* Problem 1
In the passage on Ruby blocks, repeat the part between "puts square" and "the outer scope.", inclusive, swapping "outer scope" for "enclosing scope".

* Excerpt to read

[BEGIN]

Blocks can appear in Ruby source code only immediately after the invocation of some method. If the method takes parameters, the block appears after these parameters. In a way, you can almost think of the block as being one extra parameter, passed to that method. Let’s look at a simple example that sums the squares of the numbers in an array:

sum = 0

[1, 2, 3, 4].each do |value|

square = value * value

sum += square

end

puts sum

Produces:

30

The block is being called by the each method once for each element in the array. The element is passed to the block as the value parameter. But there’s something subtle going on, too. Take a look at the sum variable. It’s declared outside the block, updated inside the block, and then passed to puts after the each method returns.

This illustrates an important rule: if there’s a variable inside a block with the same name as a variable in the same scope outside the block, the two are the same—there’s only one variable sum in the preceding program. (You can override this behavior, as we’ll see later.)

If, however, a variable appears only inside a block, then that variable is local to the block—in the preceding program, we couldn’t have written the value of square at the end of the code, because square is not defined at that point. It is defined only inside the block itself.

Although simple, this behavior can lead to unexpected problems. For example, say our program was dealing with drawing different shapes. We might have this:

square = Shape.new(sides: 4) # assume Shape defined elsewhere

# .. lots of code

sum = 0

[1, 2, 3, 4].each do |value|

square = value * value

sum += square

end

puts sum

square.draw # BOOM!

This code would fail, because the variable square, which originally held a Shape object, will have been overwritten inside the block and will hold a number by the time the each method returns. This problem doesn’t bite often, but when it does, it can be very confusing.

Fortunately, Ruby has a couple of answers.

First, parameters to a block are always local to a block, even if they have the same name as locals in the surrounding scope. (You’ll get a warning message if you run Ruby with the -w option.)

value = "some shape"

[ 1, 2 ].each {|value| puts value }

puts value

Produces:

1

2

some shape

Second, you can define block-local variables by putting them after a semicolon in the block’s parameter list. So, in our sum-of-squares example, we should have indicated that the square variable was block-local by writing it as follows:

square = "some shape"

sum = 0

[1, 2, 3, 4].each do |value; square|

square = value * value # this is a different variable

sum += square

end

puts sum

puts square

Produces:

30

some shape

By making square block-local, values assigned inside the block will not affect the value of the variable with the same name in the outer scope.

Implementing Iterators

A Ruby iterator is simply a method that can invoke a block of code.

[END]

Entries from a data source
[BEGIN]

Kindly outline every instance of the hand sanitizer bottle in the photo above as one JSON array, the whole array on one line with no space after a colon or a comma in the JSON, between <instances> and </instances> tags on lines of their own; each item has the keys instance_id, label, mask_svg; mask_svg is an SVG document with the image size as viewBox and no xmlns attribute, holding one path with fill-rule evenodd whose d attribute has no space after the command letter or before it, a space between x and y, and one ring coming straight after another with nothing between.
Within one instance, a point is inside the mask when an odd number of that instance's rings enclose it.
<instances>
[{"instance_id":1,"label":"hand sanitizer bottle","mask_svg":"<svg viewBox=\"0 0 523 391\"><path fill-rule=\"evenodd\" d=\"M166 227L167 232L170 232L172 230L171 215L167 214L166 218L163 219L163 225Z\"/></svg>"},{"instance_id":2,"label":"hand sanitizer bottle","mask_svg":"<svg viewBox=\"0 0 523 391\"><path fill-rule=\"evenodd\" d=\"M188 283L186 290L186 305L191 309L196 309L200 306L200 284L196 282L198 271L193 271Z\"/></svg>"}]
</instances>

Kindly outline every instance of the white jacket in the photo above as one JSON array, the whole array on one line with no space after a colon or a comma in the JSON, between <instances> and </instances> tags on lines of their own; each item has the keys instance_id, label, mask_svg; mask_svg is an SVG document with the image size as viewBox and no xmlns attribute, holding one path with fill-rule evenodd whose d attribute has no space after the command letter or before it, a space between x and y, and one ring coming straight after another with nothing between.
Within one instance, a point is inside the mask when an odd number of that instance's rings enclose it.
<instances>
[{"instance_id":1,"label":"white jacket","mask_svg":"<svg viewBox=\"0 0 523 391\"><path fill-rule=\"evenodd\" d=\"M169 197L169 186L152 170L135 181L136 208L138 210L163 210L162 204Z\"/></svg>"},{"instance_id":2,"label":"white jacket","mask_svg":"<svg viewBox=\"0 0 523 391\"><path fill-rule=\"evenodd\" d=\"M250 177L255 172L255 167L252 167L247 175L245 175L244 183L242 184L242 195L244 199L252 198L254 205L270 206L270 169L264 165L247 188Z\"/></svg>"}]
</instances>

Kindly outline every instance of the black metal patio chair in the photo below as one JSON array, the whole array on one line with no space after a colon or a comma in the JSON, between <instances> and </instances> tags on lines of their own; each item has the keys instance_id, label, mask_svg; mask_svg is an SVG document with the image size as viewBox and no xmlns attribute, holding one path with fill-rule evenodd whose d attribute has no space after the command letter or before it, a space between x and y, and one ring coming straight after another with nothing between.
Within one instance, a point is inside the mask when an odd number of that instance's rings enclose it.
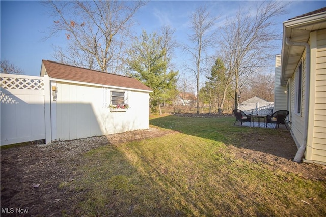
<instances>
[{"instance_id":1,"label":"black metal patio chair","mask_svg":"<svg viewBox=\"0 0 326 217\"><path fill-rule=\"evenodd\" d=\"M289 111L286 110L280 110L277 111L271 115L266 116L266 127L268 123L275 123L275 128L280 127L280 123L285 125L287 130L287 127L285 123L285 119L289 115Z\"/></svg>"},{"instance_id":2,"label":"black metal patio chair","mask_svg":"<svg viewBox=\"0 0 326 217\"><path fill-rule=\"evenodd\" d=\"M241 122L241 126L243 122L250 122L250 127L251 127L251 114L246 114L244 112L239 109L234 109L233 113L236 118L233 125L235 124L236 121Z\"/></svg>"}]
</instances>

[END]

* Problem 2
Please turn the entries, from the line holding "Kindly outline every instance of the black" through the end of the entries, inclusive, into a JSON list of strings with one string per line. Skip blank lines and leave out the pictures.

* Worked solution 1
puts square

Produces:

30

some shape

By making square block-local, values assigned inside the block will not affect the value of the variable with the same name in the enclosing scope.

* Worked solution 2
[
  "Kindly outline every instance of the black metal patio chair in the photo below as one JSON array, the whole array on one line with no space after a colon or a comma in the JSON, between <instances> and </instances> tags on lines of their own; each item has the keys instance_id, label, mask_svg; mask_svg is an SVG document with the image size as viewBox and no xmlns attribute, holding one path with fill-rule evenodd whose d attribute has no space after the command letter or before it, a space between x and y, and one ring coming straight after another with nothing between.",
  "Within one instance, a point is inside the mask when an odd number of that instance's rings enclose it.",
  "<instances>",
  "[{\"instance_id\":1,\"label\":\"black metal patio chair\",\"mask_svg\":\"<svg viewBox=\\\"0 0 326 217\\\"><path fill-rule=\\\"evenodd\\\" d=\\\"M289 111L286 110L280 110L277 111L271 115L266 116L266 127L268 123L275 123L275 128L280 127L280 123L285 125L287 130L287 127L285 123L285 119L289 115Z\\\"/></svg>\"},{\"instance_id\":2,\"label\":\"black metal patio chair\",\"mask_svg\":\"<svg viewBox=\\\"0 0 326 217\\\"><path fill-rule=\\\"evenodd\\\" d=\\\"M241 122L241 126L243 122L250 122L250 127L251 127L251 114L246 114L244 112L239 109L234 109L233 113L236 118L233 125L235 124L236 121Z\\\"/></svg>\"}]",
  "</instances>"
]